Excerpts from a dataset:
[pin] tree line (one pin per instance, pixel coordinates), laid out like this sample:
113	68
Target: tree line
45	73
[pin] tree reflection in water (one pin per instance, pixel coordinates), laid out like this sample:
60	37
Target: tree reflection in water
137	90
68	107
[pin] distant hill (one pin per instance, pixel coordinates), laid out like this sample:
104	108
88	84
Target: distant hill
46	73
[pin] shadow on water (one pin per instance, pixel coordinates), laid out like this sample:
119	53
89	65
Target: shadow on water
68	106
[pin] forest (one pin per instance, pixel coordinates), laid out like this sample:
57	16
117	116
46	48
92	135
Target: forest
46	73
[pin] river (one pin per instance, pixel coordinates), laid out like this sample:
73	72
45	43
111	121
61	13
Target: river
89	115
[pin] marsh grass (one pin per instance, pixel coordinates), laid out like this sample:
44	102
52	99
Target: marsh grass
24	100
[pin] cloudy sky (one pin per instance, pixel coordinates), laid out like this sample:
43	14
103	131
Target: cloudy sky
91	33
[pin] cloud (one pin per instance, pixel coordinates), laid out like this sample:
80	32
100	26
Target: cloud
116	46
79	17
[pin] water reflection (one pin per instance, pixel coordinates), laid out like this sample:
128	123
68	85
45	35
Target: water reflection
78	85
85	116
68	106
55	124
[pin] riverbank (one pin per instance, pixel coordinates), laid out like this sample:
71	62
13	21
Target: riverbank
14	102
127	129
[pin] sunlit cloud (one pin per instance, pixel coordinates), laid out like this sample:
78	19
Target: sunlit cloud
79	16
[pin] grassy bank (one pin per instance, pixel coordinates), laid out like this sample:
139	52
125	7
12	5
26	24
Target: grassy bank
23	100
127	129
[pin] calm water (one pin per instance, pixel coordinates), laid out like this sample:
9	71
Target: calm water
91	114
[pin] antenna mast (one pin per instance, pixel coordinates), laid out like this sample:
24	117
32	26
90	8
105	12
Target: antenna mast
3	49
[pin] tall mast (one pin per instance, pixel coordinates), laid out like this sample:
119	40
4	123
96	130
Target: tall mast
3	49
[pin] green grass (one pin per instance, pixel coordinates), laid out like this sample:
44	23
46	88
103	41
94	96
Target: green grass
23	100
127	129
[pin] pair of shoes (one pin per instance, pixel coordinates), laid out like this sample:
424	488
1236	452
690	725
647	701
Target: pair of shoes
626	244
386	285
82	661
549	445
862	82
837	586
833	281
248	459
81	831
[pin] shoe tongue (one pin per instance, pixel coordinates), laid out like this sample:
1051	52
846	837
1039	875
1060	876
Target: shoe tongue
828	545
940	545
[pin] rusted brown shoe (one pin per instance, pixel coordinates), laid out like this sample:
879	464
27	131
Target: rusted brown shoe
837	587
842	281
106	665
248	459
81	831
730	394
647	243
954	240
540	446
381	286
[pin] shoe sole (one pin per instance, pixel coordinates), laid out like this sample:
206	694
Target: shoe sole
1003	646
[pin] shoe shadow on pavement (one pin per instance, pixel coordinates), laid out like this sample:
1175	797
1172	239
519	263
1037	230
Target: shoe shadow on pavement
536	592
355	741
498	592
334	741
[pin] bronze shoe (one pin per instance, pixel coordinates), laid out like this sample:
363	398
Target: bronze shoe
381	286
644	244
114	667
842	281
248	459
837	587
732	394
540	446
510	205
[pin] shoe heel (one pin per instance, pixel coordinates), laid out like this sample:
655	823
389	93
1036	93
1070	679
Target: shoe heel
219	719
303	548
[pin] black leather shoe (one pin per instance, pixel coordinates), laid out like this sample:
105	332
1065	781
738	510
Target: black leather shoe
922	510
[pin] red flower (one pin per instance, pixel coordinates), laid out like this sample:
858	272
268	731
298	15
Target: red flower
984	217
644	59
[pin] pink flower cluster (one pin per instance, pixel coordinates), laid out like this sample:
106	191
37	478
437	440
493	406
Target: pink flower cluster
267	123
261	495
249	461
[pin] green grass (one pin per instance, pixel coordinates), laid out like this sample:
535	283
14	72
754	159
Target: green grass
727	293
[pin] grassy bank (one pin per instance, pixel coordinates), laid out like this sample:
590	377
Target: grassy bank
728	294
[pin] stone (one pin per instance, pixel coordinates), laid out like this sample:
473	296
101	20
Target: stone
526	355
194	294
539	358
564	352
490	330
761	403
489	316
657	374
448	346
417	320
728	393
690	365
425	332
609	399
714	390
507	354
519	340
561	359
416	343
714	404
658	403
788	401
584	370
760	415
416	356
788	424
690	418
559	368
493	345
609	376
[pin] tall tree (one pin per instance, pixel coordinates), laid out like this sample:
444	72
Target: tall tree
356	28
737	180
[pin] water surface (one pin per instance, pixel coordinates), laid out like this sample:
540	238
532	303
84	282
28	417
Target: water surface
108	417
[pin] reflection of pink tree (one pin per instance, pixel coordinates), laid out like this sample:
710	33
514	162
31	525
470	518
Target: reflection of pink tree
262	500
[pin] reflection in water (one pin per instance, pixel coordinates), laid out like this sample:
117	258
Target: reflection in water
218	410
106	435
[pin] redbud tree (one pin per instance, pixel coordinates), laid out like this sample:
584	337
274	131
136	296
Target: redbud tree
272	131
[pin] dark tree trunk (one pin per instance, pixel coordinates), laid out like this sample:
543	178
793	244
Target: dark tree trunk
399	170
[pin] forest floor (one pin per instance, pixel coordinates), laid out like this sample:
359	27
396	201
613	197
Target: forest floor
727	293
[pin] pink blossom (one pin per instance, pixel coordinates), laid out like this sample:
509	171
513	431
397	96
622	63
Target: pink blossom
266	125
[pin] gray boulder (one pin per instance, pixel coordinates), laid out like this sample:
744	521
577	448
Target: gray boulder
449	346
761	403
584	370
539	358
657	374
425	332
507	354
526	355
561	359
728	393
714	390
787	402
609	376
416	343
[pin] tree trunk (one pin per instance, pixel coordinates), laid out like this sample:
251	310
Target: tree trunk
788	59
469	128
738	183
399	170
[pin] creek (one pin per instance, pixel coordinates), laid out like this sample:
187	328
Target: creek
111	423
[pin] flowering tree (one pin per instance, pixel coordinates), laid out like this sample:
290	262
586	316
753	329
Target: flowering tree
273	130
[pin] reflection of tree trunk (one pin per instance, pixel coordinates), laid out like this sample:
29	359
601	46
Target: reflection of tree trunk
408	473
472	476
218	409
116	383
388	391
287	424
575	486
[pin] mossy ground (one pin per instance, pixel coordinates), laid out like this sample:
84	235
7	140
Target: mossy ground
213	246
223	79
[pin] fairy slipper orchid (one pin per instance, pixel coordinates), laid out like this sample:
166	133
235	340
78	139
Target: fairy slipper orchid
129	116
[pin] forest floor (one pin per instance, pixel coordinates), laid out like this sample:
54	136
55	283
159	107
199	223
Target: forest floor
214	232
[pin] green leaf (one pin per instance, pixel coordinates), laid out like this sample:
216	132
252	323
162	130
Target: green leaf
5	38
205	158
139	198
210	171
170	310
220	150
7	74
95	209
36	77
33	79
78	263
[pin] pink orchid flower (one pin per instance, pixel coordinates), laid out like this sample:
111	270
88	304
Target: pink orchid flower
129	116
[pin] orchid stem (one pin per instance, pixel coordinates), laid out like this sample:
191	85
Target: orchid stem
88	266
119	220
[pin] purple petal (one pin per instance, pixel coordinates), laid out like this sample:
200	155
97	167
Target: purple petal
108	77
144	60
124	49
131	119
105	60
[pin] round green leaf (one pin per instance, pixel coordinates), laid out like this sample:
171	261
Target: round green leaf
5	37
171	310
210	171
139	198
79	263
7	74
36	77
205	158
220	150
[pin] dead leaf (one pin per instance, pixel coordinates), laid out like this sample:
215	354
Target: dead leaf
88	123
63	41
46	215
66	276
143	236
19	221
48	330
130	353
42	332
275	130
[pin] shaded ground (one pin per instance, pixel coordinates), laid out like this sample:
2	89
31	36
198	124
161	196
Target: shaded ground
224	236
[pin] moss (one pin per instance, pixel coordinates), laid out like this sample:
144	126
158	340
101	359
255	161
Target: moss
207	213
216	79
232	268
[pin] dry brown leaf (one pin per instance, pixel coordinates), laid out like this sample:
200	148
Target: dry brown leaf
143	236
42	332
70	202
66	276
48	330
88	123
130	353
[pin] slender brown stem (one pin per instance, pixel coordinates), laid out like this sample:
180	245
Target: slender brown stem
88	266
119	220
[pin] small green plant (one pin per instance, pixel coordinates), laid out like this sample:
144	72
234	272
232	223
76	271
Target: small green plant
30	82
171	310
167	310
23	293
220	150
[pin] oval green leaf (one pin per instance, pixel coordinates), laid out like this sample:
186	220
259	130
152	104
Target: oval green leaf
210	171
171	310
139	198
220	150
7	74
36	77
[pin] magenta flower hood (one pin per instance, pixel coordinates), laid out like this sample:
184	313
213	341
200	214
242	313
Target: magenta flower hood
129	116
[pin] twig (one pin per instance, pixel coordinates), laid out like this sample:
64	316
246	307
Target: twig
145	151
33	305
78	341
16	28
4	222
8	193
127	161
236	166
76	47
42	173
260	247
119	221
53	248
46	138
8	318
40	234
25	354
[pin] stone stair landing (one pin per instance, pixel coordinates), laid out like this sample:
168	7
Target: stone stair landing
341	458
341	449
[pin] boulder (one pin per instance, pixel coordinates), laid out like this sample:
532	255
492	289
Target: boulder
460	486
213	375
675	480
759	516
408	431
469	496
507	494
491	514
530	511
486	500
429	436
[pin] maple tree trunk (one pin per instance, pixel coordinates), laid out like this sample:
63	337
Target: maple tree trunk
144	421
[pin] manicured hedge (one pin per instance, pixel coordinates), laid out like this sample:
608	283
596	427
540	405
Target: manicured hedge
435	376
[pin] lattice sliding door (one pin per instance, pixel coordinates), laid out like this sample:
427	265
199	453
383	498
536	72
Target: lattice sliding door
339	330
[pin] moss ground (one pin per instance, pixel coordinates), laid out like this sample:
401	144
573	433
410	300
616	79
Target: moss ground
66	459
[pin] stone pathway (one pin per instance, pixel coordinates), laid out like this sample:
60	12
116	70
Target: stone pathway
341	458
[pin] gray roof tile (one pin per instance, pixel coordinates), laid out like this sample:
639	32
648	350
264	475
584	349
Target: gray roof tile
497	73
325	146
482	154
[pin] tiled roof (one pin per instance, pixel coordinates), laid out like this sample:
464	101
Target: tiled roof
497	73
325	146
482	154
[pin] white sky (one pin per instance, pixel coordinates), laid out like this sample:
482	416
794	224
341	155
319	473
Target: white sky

Work instruction
Only a number should be given in reply: how many lines in the entries above hold "white".

Expected output
2